* REQUIRED WORK
From the entries, copy each line that includes "segment".

* INPUT RECORDS
++++++

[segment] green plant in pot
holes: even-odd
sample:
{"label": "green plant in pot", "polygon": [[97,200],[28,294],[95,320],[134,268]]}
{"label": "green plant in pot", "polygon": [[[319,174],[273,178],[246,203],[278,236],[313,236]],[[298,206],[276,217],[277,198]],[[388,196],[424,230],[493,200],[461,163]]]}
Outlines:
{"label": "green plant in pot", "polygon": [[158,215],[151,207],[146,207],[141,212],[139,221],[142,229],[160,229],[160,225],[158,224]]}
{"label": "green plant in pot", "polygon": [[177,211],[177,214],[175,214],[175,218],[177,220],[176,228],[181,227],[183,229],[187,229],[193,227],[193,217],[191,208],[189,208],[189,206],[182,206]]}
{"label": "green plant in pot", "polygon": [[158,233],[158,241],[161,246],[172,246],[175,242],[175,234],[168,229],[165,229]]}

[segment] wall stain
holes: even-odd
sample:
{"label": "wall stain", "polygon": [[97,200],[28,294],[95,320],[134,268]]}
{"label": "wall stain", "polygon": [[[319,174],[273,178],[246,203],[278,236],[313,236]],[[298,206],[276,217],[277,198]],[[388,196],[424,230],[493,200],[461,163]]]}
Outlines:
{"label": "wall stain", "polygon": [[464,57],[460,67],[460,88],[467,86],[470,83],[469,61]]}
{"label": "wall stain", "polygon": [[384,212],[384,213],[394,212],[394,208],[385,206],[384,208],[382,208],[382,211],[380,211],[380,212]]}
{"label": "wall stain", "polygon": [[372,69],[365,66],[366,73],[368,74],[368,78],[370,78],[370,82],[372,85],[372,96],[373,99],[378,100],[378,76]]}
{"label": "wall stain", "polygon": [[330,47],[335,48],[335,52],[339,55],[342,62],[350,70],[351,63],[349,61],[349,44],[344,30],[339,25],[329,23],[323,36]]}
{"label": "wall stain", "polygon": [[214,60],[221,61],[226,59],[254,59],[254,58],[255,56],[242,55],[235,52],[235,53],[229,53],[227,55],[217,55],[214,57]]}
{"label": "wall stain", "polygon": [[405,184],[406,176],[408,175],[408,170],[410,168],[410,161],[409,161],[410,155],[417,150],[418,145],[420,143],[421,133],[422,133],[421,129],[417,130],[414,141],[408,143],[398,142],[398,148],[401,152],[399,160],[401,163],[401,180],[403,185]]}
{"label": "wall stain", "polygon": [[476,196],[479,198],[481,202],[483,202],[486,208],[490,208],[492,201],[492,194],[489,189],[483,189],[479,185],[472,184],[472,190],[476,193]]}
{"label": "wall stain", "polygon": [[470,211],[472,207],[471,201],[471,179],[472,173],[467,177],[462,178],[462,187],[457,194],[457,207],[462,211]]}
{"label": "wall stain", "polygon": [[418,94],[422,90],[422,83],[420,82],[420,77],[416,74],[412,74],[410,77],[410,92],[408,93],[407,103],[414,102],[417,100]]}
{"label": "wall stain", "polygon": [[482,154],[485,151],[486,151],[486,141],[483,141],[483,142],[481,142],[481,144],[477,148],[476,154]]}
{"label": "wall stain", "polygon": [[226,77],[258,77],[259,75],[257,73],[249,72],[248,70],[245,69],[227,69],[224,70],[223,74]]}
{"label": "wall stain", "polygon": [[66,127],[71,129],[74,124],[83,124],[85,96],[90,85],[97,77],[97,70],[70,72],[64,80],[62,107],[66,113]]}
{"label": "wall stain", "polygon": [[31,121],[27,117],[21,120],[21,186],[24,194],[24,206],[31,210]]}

++++++

* WORKED SOLUTION
[segment] green plant in pot
[segment] wall stain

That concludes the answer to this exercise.